### Set exercise
Please render the listing below as a JSON list of strings, with one string for each line and any blank lines left out.

### Source records
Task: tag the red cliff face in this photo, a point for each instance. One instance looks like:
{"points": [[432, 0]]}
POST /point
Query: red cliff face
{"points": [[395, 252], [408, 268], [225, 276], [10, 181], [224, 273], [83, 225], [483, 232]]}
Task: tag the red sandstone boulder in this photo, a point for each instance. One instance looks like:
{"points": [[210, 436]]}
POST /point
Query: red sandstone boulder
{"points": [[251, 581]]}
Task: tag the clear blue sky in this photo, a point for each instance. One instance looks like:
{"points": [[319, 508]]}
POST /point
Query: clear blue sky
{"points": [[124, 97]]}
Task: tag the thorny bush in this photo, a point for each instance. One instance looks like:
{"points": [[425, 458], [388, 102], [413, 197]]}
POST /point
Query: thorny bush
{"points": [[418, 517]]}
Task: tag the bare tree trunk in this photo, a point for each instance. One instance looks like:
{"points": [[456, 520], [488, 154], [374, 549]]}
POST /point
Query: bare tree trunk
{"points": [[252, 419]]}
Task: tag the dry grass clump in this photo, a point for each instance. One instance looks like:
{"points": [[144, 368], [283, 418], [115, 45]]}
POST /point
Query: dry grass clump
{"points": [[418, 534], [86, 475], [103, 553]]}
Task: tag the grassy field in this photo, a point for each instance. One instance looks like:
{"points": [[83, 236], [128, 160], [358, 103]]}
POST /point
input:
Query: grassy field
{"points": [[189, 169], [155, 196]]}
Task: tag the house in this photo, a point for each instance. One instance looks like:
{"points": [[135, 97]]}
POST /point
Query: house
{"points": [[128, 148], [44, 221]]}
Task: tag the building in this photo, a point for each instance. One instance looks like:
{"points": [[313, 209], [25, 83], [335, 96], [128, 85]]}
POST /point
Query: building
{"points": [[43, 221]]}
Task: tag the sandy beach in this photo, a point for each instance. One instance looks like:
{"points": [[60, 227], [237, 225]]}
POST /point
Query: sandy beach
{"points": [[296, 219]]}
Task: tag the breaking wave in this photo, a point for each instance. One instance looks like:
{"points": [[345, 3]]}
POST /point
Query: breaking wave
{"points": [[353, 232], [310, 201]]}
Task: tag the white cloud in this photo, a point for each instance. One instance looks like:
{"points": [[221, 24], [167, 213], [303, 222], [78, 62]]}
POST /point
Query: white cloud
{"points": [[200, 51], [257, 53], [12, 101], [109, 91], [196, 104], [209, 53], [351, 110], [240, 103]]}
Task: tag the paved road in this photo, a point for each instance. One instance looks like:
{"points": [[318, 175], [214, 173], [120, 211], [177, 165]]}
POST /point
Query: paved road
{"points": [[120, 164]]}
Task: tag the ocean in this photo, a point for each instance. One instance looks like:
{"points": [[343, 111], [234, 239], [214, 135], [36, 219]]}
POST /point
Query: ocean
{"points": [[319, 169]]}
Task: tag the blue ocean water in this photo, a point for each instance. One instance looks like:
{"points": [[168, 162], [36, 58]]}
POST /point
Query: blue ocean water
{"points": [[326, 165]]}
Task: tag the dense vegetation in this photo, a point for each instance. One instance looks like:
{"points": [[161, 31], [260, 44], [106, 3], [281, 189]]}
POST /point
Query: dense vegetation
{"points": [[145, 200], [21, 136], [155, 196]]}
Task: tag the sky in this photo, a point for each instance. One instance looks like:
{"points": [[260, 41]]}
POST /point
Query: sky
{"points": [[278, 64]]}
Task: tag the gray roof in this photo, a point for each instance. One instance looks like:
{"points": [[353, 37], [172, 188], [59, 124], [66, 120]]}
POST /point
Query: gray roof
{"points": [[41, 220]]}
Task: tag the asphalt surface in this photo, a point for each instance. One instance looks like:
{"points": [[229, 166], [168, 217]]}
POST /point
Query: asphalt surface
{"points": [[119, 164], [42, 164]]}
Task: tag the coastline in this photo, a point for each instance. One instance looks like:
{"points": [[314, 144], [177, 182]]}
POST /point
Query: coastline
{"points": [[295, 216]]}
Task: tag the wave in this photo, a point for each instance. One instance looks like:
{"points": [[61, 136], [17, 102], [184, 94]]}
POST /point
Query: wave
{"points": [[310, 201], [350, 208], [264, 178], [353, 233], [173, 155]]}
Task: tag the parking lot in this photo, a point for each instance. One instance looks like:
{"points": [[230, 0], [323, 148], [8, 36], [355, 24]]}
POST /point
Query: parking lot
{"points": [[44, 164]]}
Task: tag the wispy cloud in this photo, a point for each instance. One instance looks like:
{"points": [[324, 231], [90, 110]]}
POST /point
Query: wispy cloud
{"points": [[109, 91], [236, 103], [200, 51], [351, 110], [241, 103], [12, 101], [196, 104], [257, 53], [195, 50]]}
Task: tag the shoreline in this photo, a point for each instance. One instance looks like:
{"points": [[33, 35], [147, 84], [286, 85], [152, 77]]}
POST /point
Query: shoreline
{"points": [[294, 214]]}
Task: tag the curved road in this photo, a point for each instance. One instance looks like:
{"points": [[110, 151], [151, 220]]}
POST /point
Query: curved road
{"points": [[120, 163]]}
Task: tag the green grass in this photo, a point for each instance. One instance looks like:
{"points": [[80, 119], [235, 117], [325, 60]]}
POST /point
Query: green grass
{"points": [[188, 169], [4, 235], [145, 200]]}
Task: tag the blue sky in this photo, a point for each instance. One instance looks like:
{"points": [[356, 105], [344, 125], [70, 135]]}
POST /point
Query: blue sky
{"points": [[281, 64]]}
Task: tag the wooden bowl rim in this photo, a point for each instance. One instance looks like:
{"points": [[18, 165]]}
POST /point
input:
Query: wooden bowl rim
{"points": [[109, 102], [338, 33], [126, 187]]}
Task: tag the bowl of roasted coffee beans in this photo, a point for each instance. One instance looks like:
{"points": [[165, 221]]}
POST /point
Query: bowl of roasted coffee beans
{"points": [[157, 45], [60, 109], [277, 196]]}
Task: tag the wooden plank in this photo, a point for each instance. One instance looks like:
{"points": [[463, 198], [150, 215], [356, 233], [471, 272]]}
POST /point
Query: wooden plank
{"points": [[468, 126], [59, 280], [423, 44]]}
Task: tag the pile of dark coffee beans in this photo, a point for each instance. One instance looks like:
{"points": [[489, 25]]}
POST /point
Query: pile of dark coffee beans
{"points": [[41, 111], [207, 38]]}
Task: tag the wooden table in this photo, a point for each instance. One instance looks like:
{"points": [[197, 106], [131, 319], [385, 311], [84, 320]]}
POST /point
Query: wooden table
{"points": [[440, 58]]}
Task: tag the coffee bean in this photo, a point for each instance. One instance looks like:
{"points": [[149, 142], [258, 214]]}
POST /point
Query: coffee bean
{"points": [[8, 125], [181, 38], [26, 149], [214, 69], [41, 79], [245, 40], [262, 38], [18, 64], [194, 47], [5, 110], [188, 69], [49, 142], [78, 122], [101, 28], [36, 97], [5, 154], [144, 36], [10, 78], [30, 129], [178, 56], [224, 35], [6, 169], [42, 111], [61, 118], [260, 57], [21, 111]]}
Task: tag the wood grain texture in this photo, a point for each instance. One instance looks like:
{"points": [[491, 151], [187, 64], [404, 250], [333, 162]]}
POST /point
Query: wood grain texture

### Complete output
[
  "Task: tag the red cliff face in this photo, a point for each instance. One instance looks like:",
  "{\"points\": [[432, 0]]}",
  "POST /point",
  "Query: red cliff face",
  "{\"points\": [[395, 252], [408, 268], [225, 276], [10, 181], [224, 273], [83, 225], [483, 232]]}",
  "Task: tag the red sandstone boulder in this photo, a point for each instance. One instance looks like:",
  "{\"points\": [[210, 436]]}",
  "POST /point",
  "Query: red sandstone boulder",
  "{\"points\": [[251, 581]]}",
  "Task: tag the clear blue sky in this photo, a point for each instance. One instance looks like:",
  "{\"points\": [[319, 508]]}",
  "POST /point",
  "Query: clear blue sky",
  "{\"points\": [[124, 97]]}",
  "Task: tag the thorny bush in this photo, a point for each instance. One instance looks like:",
  "{\"points\": [[425, 458], [388, 102], [413, 197]]}",
  "POST /point",
  "Query: thorny bush",
  "{\"points\": [[418, 517]]}",
  "Task: tag the bare tree trunk in this photo, a point for each instance. One instance looks like:",
  "{\"points\": [[456, 520], [488, 154], [374, 549]]}",
  "POST /point",
  "Query: bare tree trunk",
  "{\"points\": [[252, 419]]}",
  "Task: tag the dry grass clump in this photo, a point for each instance. One instance looks like:",
  "{\"points\": [[144, 368], [283, 418], [115, 45]]}",
  "POST /point",
  "Query: dry grass clump",
  "{\"points\": [[418, 534], [86, 475], [103, 553]]}",
  "Task: tag the grassy field in this photo, a point for each instance. One instance looks like:",
  "{\"points\": [[83, 236], [128, 160], [358, 103]]}",
  "POST /point",
  "input:",
  "Query: grassy field",
  "{\"points\": [[189, 169], [155, 196]]}",
  "Task: tag the house in this photo, a point for each instance. One instance looks like:",
  "{\"points\": [[135, 97]]}",
  "POST /point",
  "Query: house",
  "{\"points\": [[128, 148], [44, 221]]}",
  "Task: tag the building in this photo, a point for each instance. One instance looks like:",
  "{\"points\": [[313, 209], [25, 83], [335, 96], [128, 85]]}",
  "POST /point",
  "Query: building",
  "{\"points\": [[43, 221]]}",
  "Task: tag the sandy beach in this photo, a point for each instance. One instance looks like:",
  "{\"points\": [[60, 227], [237, 225]]}",
  "POST /point",
  "Query: sandy beach",
  "{\"points\": [[296, 219]]}",
  "Task: tag the breaking wave in this photo, a point for each instance. One instance looks like:",
  "{\"points\": [[345, 3]]}",
  "POST /point",
  "Query: breaking wave",
  "{\"points\": [[353, 232], [310, 201]]}",
  "Task: tag the white cloud in this photo, a point for each instance. One instance looks like:",
  "{\"points\": [[221, 24], [167, 213], [303, 222], [78, 62]]}",
  "POST /point",
  "Query: white cloud",
  "{\"points\": [[200, 51], [257, 53], [12, 101], [109, 91], [196, 104], [209, 53], [351, 110], [240, 103]]}",
  "Task: tag the paved road in this photo, a point for each instance. One instance looks like:",
  "{\"points\": [[318, 175], [214, 173], [120, 211], [177, 165]]}",
  "POST /point",
  "Query: paved road",
  "{\"points\": [[120, 164]]}",
  "Task: tag the ocean in this photo, a point for each instance. One instance looks like:",
  "{\"points\": [[343, 111], [234, 239], [214, 135], [36, 219]]}",
  "POST /point",
  "Query: ocean",
  "{\"points\": [[319, 169]]}",
  "Task: tag the blue ocean water in this photo, a point for each instance. One instance looks like:",
  "{\"points\": [[168, 162], [36, 58]]}",
  "POST /point",
  "Query: blue ocean water",
  "{\"points\": [[326, 165]]}",
  "Task: tag the dense vegetation in this photo, a point for each instance. One instance looks like:",
  "{\"points\": [[161, 31], [260, 44], [106, 3], [281, 189]]}",
  "POST /point",
  "Query: dense vegetation",
  "{\"points\": [[145, 200], [21, 136], [155, 196]]}",
  "Task: tag the sky in this photo, a point for each instance. One instance looks like:",
  "{\"points\": [[260, 41]]}",
  "POST /point",
  "Query: sky",
  "{\"points\": [[278, 64]]}",
  "Task: tag the gray roof in this photo, a point for each instance. One instance looks like:",
  "{\"points\": [[353, 37], [172, 188], [59, 124], [66, 120]]}",
  "POST /point",
  "Query: gray roof",
  "{\"points\": [[41, 220]]}",
  "Task: tag the asphalt surface in this photo, a point for each instance. One instance looks like:",
  "{\"points\": [[229, 166], [168, 217]]}",
  "POST /point",
  "Query: asphalt surface",
  "{\"points\": [[119, 164], [42, 164]]}",
  "Task: tag the coastline in this photo, a point for each instance. One instance looks like:",
  "{\"points\": [[314, 144], [177, 182]]}",
  "POST /point",
  "Query: coastline",
  "{\"points\": [[295, 216]]}",
  "Task: tag the wave in this photo, a point for each instance. One instance looks like:",
  "{\"points\": [[61, 136], [17, 102], [184, 94]]}",
  "POST /point",
  "Query: wave",
  "{\"points\": [[310, 201], [350, 208], [264, 178], [353, 233], [173, 155]]}",
  "Task: tag the parking lot in this photo, a point for each instance. One instance looks like:",
  "{\"points\": [[230, 0], [323, 148], [8, 36], [355, 24]]}",
  "POST /point",
  "Query: parking lot",
  "{\"points\": [[44, 164]]}",
  "Task: tag the wispy cloud in this photo, a point for each instance. One instance looks like:",
  "{\"points\": [[324, 231], [90, 110]]}",
  "POST /point",
  "Query: wispy cloud",
  "{\"points\": [[109, 91], [236, 103], [200, 51], [351, 110], [241, 103], [12, 101], [196, 104], [257, 53], [195, 50]]}",
  "Task: tag the shoreline in this photo, a point for each instance. One instance looks like:",
  "{\"points\": [[33, 35], [147, 84], [286, 85], [152, 77]]}",
  "POST /point",
  "Query: shoreline",
  "{\"points\": [[294, 214]]}",
  "Task: tag the curved road in this photo, a point for each instance. One instance looks like:",
  "{\"points\": [[110, 151], [151, 220]]}",
  "POST /point",
  "Query: curved road",
  "{\"points\": [[120, 163]]}",
  "Task: tag the green grass in this photo, a point for each instance. One instance looks like:",
  "{\"points\": [[80, 119], [235, 117], [325, 60]]}",
  "POST /point",
  "Query: green grass",
  "{\"points\": [[188, 169], [4, 235], [145, 200]]}",
  "Task: tag the blue sky in this photo, a point for each instance. One instance looks like:",
  "{\"points\": [[356, 105], [344, 125], [70, 135]]}",
  "POST /point",
  "Query: blue sky",
  "{\"points\": [[281, 64]]}",
  "Task: tag the wooden bowl rim in this photo, a point for each instance. One instance looks like:",
  "{\"points\": [[18, 165]]}",
  "POST /point",
  "input:",
  "Query: wooden bowl rim",
  "{\"points\": [[109, 102], [338, 33], [126, 187]]}",
  "Task: tag the bowl of roasted coffee beans in this photo, a point for each instance. One instance looks like:",
  "{\"points\": [[165, 221]]}",
  "POST /point",
  "Query: bowl of roasted coffee beans",
  "{\"points\": [[157, 45], [60, 109], [277, 196]]}",
  "Task: tag the wooden plank in this photo, a point for each instance. One instance looks like:",
  "{\"points\": [[463, 198], [150, 215], [356, 233], [471, 272]]}",
  "POST /point",
  "Query: wooden plank",
  "{\"points\": [[468, 126], [59, 280], [423, 44]]}",
  "Task: tag the pile of dark coffee beans in this photo, a point for each instance. One instance looks like:",
  "{\"points\": [[489, 25]]}",
  "POST /point",
  "Query: pile of dark coffee beans",
  "{\"points\": [[41, 111], [207, 38]]}",
  "Task: tag the wooden table in this photo, a point for each instance. One instance looks like:",
  "{\"points\": [[197, 106], [131, 319], [385, 311], [84, 320]]}",
  "POST /point",
  "Query: wooden table",
  "{\"points\": [[440, 58]]}",
  "Task: tag the coffee bean in this photo, a point for each instance. One instance looks like:",
  "{\"points\": [[149, 142], [258, 214]]}",
  "POST /point",
  "Query: coffee bean",
  "{\"points\": [[8, 125], [181, 38], [26, 149], [214, 69], [41, 79], [245, 40], [262, 38], [18, 64], [194, 47], [5, 110], [188, 69], [49, 142], [78, 122], [101, 28], [36, 97], [5, 154], [144, 36], [10, 78], [30, 129], [178, 56], [224, 35], [6, 169], [42, 111], [61, 118], [260, 57], [21, 111]]}",
  "Task: tag the wood grain texture in this photo, a point for each instance. One instance looks like:",
  "{\"points\": [[491, 151], [187, 64], [404, 250], [333, 162]]}",
  "POST /point",
  "Query: wood grain texture"
]